* [DIRECTIONS FOR THIS TASK]
Examine the records and identify each line that includes the string "dark". Copy those lines.

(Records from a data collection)
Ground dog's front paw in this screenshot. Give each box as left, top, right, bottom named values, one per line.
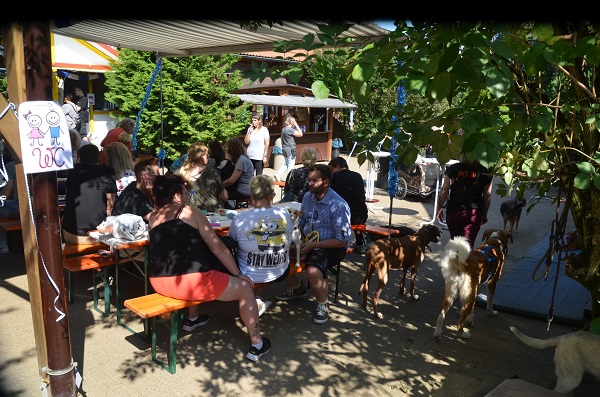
left=411, top=293, right=420, bottom=301
left=466, top=313, right=474, bottom=327
left=374, top=310, right=384, bottom=319
left=433, top=330, right=442, bottom=340
left=488, top=309, right=499, bottom=317
left=459, top=330, right=472, bottom=339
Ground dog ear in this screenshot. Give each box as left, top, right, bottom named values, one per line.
left=482, top=229, right=491, bottom=241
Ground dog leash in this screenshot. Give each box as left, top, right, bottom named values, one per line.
left=530, top=181, right=572, bottom=330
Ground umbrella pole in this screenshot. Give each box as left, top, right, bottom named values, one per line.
left=388, top=196, right=393, bottom=229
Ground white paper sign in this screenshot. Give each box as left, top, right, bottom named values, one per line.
left=18, top=101, right=74, bottom=174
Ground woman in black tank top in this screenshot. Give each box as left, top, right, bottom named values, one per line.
left=148, top=174, right=272, bottom=361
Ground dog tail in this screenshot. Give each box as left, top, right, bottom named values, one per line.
left=509, top=326, right=560, bottom=349
left=439, top=236, right=471, bottom=278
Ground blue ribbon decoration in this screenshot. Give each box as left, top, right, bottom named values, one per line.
left=132, top=58, right=163, bottom=151
left=388, top=84, right=405, bottom=198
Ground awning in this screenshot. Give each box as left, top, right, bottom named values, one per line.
left=51, top=20, right=391, bottom=58
left=232, top=94, right=357, bottom=109
left=52, top=34, right=118, bottom=73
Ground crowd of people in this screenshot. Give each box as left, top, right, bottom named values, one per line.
left=2, top=107, right=494, bottom=363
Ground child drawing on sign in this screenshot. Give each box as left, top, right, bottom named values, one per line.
left=23, top=111, right=44, bottom=146
left=46, top=110, right=64, bottom=146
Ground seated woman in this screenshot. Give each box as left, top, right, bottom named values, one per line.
left=208, top=139, right=235, bottom=184
left=223, top=138, right=254, bottom=205
left=148, top=174, right=271, bottom=362
left=62, top=144, right=117, bottom=244
left=281, top=147, right=317, bottom=203
left=104, top=141, right=136, bottom=196
left=176, top=142, right=228, bottom=213
left=112, top=157, right=158, bottom=222
left=227, top=175, right=293, bottom=316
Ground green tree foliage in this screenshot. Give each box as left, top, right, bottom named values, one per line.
left=104, top=49, right=250, bottom=160
left=300, top=48, right=401, bottom=150
left=246, top=21, right=600, bottom=318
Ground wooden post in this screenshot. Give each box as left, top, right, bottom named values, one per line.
left=3, top=21, right=78, bottom=396
left=1, top=22, right=50, bottom=394
left=24, top=20, right=77, bottom=397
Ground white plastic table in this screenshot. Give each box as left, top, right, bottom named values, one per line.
left=418, top=157, right=458, bottom=227
left=365, top=151, right=391, bottom=213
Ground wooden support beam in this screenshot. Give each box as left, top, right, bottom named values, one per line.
left=1, top=22, right=50, bottom=392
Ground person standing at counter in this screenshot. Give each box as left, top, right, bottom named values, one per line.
left=274, top=115, right=303, bottom=182
left=244, top=113, right=270, bottom=176
left=74, top=86, right=90, bottom=142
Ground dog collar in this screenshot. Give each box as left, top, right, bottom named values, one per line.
left=480, top=245, right=498, bottom=284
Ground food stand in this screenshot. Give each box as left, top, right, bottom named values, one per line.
left=232, top=84, right=356, bottom=165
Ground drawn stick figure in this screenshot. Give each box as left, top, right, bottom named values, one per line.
left=23, top=111, right=44, bottom=147
left=46, top=110, right=64, bottom=146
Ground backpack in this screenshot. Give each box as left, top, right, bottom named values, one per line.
left=70, top=103, right=80, bottom=127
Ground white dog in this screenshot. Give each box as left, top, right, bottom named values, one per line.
left=509, top=326, right=600, bottom=394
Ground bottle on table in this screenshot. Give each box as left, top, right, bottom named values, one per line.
left=189, top=189, right=197, bottom=207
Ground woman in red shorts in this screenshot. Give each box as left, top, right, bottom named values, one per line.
left=148, top=174, right=271, bottom=361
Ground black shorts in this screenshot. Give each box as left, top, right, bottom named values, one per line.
left=305, top=248, right=346, bottom=279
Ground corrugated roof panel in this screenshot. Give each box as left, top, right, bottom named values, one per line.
left=51, top=20, right=391, bottom=57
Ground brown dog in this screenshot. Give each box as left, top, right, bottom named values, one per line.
left=500, top=197, right=526, bottom=234
left=433, top=229, right=512, bottom=340
left=359, top=224, right=441, bottom=319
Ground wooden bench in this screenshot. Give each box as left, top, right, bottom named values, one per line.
left=123, top=246, right=353, bottom=374
left=0, top=217, right=21, bottom=232
left=273, top=180, right=285, bottom=199
left=124, top=293, right=203, bottom=374
left=350, top=224, right=400, bottom=238
left=63, top=253, right=131, bottom=316
left=1, top=217, right=22, bottom=253
left=62, top=241, right=109, bottom=257
left=351, top=224, right=400, bottom=251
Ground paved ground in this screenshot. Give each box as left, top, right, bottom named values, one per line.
left=0, top=154, right=597, bottom=397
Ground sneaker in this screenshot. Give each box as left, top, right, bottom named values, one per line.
left=275, top=282, right=308, bottom=301
left=354, top=244, right=367, bottom=254
left=182, top=314, right=210, bottom=332
left=0, top=240, right=8, bottom=254
left=314, top=303, right=329, bottom=324
left=256, top=297, right=272, bottom=317
left=246, top=337, right=271, bottom=362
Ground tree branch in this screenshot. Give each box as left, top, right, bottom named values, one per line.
left=557, top=65, right=598, bottom=102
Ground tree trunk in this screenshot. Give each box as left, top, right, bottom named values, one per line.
left=564, top=179, right=600, bottom=320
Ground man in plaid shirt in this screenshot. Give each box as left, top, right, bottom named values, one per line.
left=275, top=164, right=351, bottom=324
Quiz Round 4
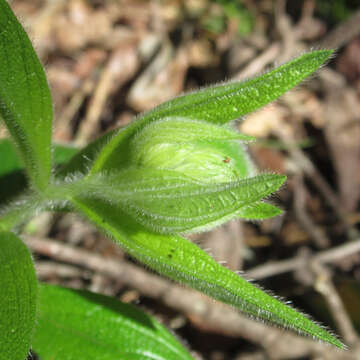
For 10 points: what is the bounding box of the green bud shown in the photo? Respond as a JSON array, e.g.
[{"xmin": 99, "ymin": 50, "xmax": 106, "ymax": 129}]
[{"xmin": 130, "ymin": 117, "xmax": 255, "ymax": 183}]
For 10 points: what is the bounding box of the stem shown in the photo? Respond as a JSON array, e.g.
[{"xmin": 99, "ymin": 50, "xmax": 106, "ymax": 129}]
[
  {"xmin": 0, "ymin": 192, "xmax": 43, "ymax": 231},
  {"xmin": 0, "ymin": 181, "xmax": 77, "ymax": 232}
]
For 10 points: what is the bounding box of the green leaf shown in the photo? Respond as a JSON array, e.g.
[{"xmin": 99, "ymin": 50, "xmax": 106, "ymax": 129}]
[
  {"xmin": 0, "ymin": 231, "xmax": 37, "ymax": 360},
  {"xmin": 0, "ymin": 138, "xmax": 79, "ymax": 178},
  {"xmin": 0, "ymin": 170, "xmax": 27, "ymax": 207},
  {"xmin": 0, "ymin": 139, "xmax": 79, "ymax": 205},
  {"xmin": 69, "ymin": 198, "xmax": 345, "ymax": 349},
  {"xmin": 235, "ymin": 201, "xmax": 283, "ymax": 219},
  {"xmin": 143, "ymin": 50, "xmax": 333, "ymax": 123},
  {"xmin": 78, "ymin": 169, "xmax": 285, "ymax": 233},
  {"xmin": 0, "ymin": 138, "xmax": 22, "ymax": 176},
  {"xmin": 53, "ymin": 143, "xmax": 80, "ymax": 166},
  {"xmin": 130, "ymin": 117, "xmax": 255, "ymax": 157},
  {"xmin": 89, "ymin": 50, "xmax": 333, "ymax": 174},
  {"xmin": 33, "ymin": 284, "xmax": 193, "ymax": 360},
  {"xmin": 0, "ymin": 0, "xmax": 53, "ymax": 191}
]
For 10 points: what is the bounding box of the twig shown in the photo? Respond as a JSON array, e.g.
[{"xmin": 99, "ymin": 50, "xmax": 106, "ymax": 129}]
[
  {"xmin": 233, "ymin": 42, "xmax": 281, "ymax": 81},
  {"xmin": 75, "ymin": 46, "xmax": 139, "ymax": 145},
  {"xmin": 35, "ymin": 261, "xmax": 90, "ymax": 280},
  {"xmin": 28, "ymin": 0, "xmax": 68, "ymax": 57},
  {"xmin": 275, "ymin": 129, "xmax": 356, "ymax": 238},
  {"xmin": 247, "ymin": 238, "xmax": 360, "ymax": 280},
  {"xmin": 293, "ymin": 174, "xmax": 330, "ymax": 248},
  {"xmin": 55, "ymin": 78, "xmax": 95, "ymax": 141},
  {"xmin": 320, "ymin": 10, "xmax": 360, "ymax": 49},
  {"xmin": 274, "ymin": 0, "xmax": 297, "ymax": 63},
  {"xmin": 312, "ymin": 262, "xmax": 358, "ymax": 346}
]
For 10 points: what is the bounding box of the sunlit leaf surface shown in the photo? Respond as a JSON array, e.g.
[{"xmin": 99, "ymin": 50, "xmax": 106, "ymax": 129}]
[{"xmin": 33, "ymin": 284, "xmax": 193, "ymax": 360}]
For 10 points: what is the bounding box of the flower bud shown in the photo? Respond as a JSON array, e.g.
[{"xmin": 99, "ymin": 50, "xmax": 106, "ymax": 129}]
[{"xmin": 129, "ymin": 117, "xmax": 255, "ymax": 183}]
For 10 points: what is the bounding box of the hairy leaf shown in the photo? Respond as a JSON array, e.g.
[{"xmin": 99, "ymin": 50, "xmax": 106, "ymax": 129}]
[
  {"xmin": 128, "ymin": 117, "xmax": 255, "ymax": 182},
  {"xmin": 0, "ymin": 231, "xmax": 37, "ymax": 360},
  {"xmin": 78, "ymin": 169, "xmax": 285, "ymax": 233},
  {"xmin": 33, "ymin": 284, "xmax": 193, "ymax": 360},
  {"xmin": 130, "ymin": 117, "xmax": 255, "ymax": 157},
  {"xmin": 134, "ymin": 141, "xmax": 255, "ymax": 183},
  {"xmin": 89, "ymin": 50, "xmax": 332, "ymax": 174},
  {"xmin": 0, "ymin": 0, "xmax": 53, "ymax": 190},
  {"xmin": 235, "ymin": 201, "xmax": 282, "ymax": 219},
  {"xmin": 69, "ymin": 198, "xmax": 344, "ymax": 349}
]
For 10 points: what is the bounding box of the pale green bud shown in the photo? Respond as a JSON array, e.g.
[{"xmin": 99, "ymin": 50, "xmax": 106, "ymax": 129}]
[{"xmin": 130, "ymin": 117, "xmax": 256, "ymax": 183}]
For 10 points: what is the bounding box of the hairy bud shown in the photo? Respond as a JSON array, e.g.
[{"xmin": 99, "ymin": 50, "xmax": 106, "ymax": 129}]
[{"xmin": 129, "ymin": 117, "xmax": 255, "ymax": 183}]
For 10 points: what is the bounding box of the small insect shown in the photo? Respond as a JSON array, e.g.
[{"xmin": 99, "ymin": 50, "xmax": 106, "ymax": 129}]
[{"xmin": 223, "ymin": 156, "xmax": 230, "ymax": 163}]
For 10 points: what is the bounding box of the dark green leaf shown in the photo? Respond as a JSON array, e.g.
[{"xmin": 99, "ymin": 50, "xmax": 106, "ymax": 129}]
[
  {"xmin": 33, "ymin": 284, "xmax": 193, "ymax": 360},
  {"xmin": 0, "ymin": 138, "xmax": 79, "ymax": 178},
  {"xmin": 0, "ymin": 139, "xmax": 79, "ymax": 204},
  {"xmin": 0, "ymin": 170, "xmax": 27, "ymax": 206},
  {"xmin": 0, "ymin": 138, "xmax": 22, "ymax": 176},
  {"xmin": 0, "ymin": 0, "xmax": 53, "ymax": 190},
  {"xmin": 69, "ymin": 197, "xmax": 345, "ymax": 349},
  {"xmin": 0, "ymin": 231, "xmax": 37, "ymax": 360}
]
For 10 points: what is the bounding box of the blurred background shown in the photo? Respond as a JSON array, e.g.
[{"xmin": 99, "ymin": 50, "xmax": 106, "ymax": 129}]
[{"xmin": 2, "ymin": 0, "xmax": 360, "ymax": 359}]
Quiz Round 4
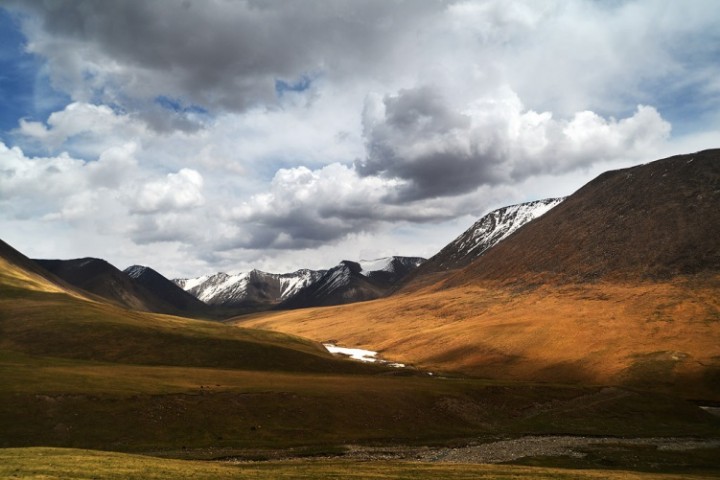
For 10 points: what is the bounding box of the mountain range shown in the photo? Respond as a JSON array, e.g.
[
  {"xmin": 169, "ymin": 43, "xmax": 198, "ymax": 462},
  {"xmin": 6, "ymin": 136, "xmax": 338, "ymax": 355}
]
[
  {"xmin": 15, "ymin": 194, "xmax": 565, "ymax": 316},
  {"xmin": 172, "ymin": 200, "xmax": 562, "ymax": 310}
]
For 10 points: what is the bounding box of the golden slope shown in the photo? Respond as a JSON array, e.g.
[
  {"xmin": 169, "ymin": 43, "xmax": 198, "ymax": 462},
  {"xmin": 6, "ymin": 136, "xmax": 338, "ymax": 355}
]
[{"xmin": 238, "ymin": 275, "xmax": 720, "ymax": 400}]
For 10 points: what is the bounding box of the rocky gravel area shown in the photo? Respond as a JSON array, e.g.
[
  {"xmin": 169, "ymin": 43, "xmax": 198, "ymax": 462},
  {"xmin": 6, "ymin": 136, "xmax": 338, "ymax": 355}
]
[
  {"xmin": 224, "ymin": 436, "xmax": 720, "ymax": 465},
  {"xmin": 410, "ymin": 436, "xmax": 720, "ymax": 464}
]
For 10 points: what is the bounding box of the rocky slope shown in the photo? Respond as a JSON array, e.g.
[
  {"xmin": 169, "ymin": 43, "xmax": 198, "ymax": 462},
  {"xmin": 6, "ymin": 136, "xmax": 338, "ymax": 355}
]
[{"xmin": 419, "ymin": 198, "xmax": 564, "ymax": 275}]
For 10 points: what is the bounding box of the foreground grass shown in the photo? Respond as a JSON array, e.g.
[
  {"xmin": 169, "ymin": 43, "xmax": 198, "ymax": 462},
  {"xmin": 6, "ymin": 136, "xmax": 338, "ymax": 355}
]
[{"xmin": 2, "ymin": 448, "xmax": 718, "ymax": 480}]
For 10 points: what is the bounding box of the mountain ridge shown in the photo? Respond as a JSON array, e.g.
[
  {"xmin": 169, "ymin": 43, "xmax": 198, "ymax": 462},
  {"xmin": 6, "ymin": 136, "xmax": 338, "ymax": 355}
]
[
  {"xmin": 399, "ymin": 198, "xmax": 564, "ymax": 290},
  {"xmin": 176, "ymin": 256, "xmax": 426, "ymax": 310},
  {"xmin": 447, "ymin": 149, "xmax": 720, "ymax": 287}
]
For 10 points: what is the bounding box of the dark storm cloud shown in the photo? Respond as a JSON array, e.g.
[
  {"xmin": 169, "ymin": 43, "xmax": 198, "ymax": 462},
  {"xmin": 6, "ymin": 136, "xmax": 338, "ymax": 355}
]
[
  {"xmin": 10, "ymin": 0, "xmax": 444, "ymax": 114},
  {"xmin": 357, "ymin": 86, "xmax": 509, "ymax": 201},
  {"xmin": 356, "ymin": 86, "xmax": 673, "ymax": 202}
]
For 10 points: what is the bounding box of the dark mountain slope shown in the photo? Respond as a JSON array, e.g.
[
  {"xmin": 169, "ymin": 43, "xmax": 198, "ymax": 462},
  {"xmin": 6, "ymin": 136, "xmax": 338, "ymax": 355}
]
[
  {"xmin": 0, "ymin": 239, "xmax": 97, "ymax": 300},
  {"xmin": 449, "ymin": 149, "xmax": 720, "ymax": 286},
  {"xmin": 35, "ymin": 258, "xmax": 179, "ymax": 314},
  {"xmin": 124, "ymin": 265, "xmax": 209, "ymax": 314}
]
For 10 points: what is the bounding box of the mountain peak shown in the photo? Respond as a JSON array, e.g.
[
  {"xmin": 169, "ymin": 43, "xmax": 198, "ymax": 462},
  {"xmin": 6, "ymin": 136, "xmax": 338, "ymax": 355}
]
[
  {"xmin": 452, "ymin": 149, "xmax": 720, "ymax": 284},
  {"xmin": 412, "ymin": 197, "xmax": 564, "ymax": 278},
  {"xmin": 124, "ymin": 264, "xmax": 150, "ymax": 279}
]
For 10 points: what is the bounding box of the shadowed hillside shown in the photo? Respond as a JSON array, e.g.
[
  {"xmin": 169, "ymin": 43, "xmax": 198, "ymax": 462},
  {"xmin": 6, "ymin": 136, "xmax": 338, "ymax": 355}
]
[
  {"xmin": 124, "ymin": 265, "xmax": 209, "ymax": 315},
  {"xmin": 35, "ymin": 257, "xmax": 188, "ymax": 314}
]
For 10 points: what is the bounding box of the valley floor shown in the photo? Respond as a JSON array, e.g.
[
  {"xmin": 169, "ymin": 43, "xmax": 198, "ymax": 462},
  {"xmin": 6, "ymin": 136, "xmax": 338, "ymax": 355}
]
[
  {"xmin": 219, "ymin": 436, "xmax": 720, "ymax": 465},
  {"xmin": 2, "ymin": 446, "xmax": 720, "ymax": 480}
]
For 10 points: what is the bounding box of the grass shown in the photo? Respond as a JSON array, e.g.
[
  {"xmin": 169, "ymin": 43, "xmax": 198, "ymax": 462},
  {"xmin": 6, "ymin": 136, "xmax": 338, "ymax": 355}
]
[
  {"xmin": 0, "ymin": 281, "xmax": 385, "ymax": 375},
  {"xmin": 1, "ymin": 349, "xmax": 718, "ymax": 454},
  {"xmin": 1, "ymin": 252, "xmax": 719, "ymax": 476},
  {"xmin": 2, "ymin": 447, "xmax": 719, "ymax": 480},
  {"xmin": 512, "ymin": 443, "xmax": 720, "ymax": 475},
  {"xmin": 237, "ymin": 275, "xmax": 720, "ymax": 400}
]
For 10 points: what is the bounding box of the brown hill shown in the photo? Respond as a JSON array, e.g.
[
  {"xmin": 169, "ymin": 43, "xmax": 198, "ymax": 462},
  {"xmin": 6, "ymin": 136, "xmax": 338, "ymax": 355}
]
[
  {"xmin": 448, "ymin": 149, "xmax": 720, "ymax": 286},
  {"xmin": 240, "ymin": 150, "xmax": 720, "ymax": 400}
]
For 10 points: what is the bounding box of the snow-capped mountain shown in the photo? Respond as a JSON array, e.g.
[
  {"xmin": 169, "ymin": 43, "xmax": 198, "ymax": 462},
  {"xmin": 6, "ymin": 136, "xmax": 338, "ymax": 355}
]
[
  {"xmin": 177, "ymin": 256, "xmax": 426, "ymax": 311},
  {"xmin": 280, "ymin": 257, "xmax": 426, "ymax": 309},
  {"xmin": 174, "ymin": 268, "xmax": 325, "ymax": 308},
  {"xmin": 417, "ymin": 198, "xmax": 565, "ymax": 274}
]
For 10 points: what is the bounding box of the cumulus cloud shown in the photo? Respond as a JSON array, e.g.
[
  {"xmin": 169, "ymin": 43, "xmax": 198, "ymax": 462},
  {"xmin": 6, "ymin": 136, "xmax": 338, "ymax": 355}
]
[
  {"xmin": 224, "ymin": 86, "xmax": 673, "ymax": 249},
  {"xmin": 2, "ymin": 0, "xmax": 718, "ymax": 276},
  {"xmin": 132, "ymin": 169, "xmax": 204, "ymax": 214},
  {"xmin": 0, "ymin": 140, "xmax": 205, "ymax": 230},
  {"xmin": 357, "ymin": 86, "xmax": 671, "ymax": 200},
  {"xmin": 227, "ymin": 164, "xmax": 398, "ymax": 249}
]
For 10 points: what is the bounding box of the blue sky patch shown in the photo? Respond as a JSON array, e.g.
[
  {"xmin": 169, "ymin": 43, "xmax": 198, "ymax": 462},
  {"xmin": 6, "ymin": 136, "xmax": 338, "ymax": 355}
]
[
  {"xmin": 275, "ymin": 75, "xmax": 313, "ymax": 97},
  {"xmin": 0, "ymin": 8, "xmax": 70, "ymax": 137},
  {"xmin": 155, "ymin": 95, "xmax": 209, "ymax": 115}
]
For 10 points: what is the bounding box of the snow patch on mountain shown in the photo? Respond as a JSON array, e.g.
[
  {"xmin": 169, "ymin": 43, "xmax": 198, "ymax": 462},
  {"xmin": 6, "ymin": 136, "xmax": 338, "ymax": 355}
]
[
  {"xmin": 278, "ymin": 269, "xmax": 324, "ymax": 299},
  {"xmin": 358, "ymin": 257, "xmax": 426, "ymax": 277},
  {"xmin": 458, "ymin": 198, "xmax": 565, "ymax": 255},
  {"xmin": 124, "ymin": 265, "xmax": 149, "ymax": 279},
  {"xmin": 358, "ymin": 258, "xmax": 394, "ymax": 275}
]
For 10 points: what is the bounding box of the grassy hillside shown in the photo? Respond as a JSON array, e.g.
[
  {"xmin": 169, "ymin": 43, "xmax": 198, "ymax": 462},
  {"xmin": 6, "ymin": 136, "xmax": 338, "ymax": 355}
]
[
  {"xmin": 240, "ymin": 152, "xmax": 720, "ymax": 401},
  {"xmin": 1, "ymin": 238, "xmax": 718, "ymax": 474},
  {"xmin": 2, "ymin": 447, "xmax": 719, "ymax": 480},
  {"xmin": 5, "ymin": 347, "xmax": 718, "ymax": 453},
  {"xmin": 0, "ymin": 251, "xmax": 384, "ymax": 374},
  {"xmin": 239, "ymin": 275, "xmax": 720, "ymax": 400}
]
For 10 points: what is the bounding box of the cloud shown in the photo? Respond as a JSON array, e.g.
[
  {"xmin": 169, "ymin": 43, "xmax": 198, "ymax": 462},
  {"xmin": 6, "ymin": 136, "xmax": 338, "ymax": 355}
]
[
  {"xmin": 357, "ymin": 85, "xmax": 671, "ymax": 201},
  {"xmin": 8, "ymin": 0, "xmax": 442, "ymax": 118},
  {"xmin": 132, "ymin": 168, "xmax": 204, "ymax": 214},
  {"xmin": 227, "ymin": 164, "xmax": 398, "ymax": 250},
  {"xmin": 1, "ymin": 0, "xmax": 718, "ymax": 277}
]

* [ANSWER BELOW]
For 10 points: what is the bounding box of the dark green leaf shown in the photo? Respond as a JSON array, e.g.
For 10 points: what is the bounding box of the dark storm cloud shown in the photo? Respond as a JSON array, e.g.
For 10 points: what is the bounding box of the dark mountain slope shown in the photo? Respond as a JSON array, e.g.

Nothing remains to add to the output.